__WORK REQUIRED__:
Present the lines of the items starting at the one containing "In the picture above, where can the baseball stadium" and ending at the one containing "(1517, 675)" as a numbered list, omitting any blank lines.

-- Start of RECORDS SUPPLIED --

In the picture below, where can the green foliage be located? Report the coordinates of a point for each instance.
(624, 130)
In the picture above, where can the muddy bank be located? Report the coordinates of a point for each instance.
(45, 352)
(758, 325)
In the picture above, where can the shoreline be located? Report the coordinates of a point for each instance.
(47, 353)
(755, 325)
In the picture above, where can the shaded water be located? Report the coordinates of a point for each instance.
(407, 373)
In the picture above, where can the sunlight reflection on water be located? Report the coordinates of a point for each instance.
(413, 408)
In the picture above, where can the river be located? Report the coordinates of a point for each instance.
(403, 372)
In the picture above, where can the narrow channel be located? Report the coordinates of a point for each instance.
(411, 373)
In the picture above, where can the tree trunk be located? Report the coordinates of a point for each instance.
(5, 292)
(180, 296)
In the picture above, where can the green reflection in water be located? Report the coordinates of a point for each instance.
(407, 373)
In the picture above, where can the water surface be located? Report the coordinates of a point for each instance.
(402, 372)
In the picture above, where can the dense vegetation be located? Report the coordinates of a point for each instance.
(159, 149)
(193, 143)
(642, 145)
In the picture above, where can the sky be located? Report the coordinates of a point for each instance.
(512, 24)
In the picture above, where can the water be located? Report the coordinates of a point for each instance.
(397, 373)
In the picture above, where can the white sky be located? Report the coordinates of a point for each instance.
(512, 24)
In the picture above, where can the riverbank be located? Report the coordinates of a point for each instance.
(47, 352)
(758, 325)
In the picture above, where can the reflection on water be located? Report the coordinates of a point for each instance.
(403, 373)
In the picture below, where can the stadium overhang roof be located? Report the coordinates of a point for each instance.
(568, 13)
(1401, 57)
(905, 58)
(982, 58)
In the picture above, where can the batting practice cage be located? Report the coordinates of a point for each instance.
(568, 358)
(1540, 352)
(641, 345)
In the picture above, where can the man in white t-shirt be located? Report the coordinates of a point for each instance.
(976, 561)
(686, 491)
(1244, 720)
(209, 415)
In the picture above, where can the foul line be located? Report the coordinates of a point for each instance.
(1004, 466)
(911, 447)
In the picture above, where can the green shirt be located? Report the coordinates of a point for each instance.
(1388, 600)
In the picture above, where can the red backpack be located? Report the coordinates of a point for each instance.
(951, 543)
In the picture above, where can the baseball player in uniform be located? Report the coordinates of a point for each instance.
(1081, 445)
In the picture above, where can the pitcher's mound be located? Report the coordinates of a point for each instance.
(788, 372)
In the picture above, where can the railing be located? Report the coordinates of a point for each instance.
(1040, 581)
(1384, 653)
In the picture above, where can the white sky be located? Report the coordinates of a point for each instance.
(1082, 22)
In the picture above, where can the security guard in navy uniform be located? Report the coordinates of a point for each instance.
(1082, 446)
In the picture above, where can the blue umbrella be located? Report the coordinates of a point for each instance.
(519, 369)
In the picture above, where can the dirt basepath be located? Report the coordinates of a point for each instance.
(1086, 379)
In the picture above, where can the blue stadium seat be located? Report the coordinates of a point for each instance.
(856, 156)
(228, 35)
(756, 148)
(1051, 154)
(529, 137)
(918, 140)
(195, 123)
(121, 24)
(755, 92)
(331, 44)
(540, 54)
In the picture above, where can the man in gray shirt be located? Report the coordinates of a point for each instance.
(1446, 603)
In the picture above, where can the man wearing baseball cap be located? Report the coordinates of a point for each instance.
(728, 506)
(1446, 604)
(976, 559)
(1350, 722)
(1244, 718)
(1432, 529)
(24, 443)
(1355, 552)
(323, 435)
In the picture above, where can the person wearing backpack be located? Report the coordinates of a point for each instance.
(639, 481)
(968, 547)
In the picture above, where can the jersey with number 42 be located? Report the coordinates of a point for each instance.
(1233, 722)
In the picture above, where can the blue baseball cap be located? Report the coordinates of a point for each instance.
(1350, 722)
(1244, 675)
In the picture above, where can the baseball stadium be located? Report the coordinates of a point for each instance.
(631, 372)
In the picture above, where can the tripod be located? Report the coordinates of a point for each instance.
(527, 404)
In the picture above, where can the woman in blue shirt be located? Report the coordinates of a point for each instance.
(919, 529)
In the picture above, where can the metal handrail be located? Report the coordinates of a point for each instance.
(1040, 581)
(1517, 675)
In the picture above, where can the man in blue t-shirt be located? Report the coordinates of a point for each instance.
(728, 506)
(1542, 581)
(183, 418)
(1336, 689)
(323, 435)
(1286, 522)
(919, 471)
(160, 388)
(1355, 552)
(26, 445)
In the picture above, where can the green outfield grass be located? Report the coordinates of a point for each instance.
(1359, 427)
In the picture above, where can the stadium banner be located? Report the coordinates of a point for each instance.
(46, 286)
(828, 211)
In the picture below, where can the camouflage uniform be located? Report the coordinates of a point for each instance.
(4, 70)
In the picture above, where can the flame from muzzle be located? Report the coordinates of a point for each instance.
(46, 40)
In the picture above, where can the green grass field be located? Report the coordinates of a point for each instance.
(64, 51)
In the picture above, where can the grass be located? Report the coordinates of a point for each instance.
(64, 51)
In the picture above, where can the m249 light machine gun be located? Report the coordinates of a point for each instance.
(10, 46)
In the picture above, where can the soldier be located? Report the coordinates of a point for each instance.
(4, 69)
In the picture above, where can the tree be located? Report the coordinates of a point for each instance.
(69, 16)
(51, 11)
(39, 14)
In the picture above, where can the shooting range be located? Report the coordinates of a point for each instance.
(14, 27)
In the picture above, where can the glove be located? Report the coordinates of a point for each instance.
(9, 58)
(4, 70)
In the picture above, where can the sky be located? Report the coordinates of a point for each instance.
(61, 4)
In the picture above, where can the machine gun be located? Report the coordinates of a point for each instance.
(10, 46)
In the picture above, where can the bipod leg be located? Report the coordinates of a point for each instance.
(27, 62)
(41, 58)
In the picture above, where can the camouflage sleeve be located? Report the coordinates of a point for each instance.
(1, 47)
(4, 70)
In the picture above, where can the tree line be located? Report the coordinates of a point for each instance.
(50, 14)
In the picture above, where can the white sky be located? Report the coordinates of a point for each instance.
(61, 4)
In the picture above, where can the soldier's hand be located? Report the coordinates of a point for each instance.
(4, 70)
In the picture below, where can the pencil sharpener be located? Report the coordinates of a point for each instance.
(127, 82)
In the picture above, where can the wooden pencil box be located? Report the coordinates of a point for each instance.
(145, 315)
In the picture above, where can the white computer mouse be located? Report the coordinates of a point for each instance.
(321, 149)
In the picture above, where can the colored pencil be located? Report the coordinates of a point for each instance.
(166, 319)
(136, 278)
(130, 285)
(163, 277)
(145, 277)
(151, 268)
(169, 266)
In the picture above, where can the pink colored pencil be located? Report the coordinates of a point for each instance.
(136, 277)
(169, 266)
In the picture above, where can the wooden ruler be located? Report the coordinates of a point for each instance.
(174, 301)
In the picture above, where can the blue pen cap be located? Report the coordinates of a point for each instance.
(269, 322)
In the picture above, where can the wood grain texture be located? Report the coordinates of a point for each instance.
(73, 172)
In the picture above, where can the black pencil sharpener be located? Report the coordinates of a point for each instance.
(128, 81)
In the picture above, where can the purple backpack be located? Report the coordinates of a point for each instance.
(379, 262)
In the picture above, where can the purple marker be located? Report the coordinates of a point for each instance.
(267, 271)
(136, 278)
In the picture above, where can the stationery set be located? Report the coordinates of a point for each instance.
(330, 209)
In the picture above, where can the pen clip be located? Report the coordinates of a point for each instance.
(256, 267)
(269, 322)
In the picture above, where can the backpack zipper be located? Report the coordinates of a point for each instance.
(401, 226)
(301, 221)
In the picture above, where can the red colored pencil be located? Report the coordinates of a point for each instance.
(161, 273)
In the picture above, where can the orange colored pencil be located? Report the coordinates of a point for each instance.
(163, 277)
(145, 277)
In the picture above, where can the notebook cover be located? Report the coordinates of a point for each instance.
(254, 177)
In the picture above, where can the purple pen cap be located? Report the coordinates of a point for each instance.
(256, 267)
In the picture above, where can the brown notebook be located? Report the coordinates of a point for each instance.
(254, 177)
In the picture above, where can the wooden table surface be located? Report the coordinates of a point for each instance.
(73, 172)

-- End of RECORDS SUPPLIED --

__RESPONSE__:
1. In the picture above, where can the baseball stadium be located? Report the coordinates of a point for each instance.
2. (631, 372)
3. In the picture above, where can the tripod be located? Report the coordinates of a point for each instance.
4. (527, 404)
5. In the picture above, where can the woman in blue shirt be located? Report the coordinates of a point for each instance.
6. (919, 529)
7. In the picture above, where can the metal handrail be located? Report the coordinates of a point for each instance.
8. (1040, 581)
9. (1517, 675)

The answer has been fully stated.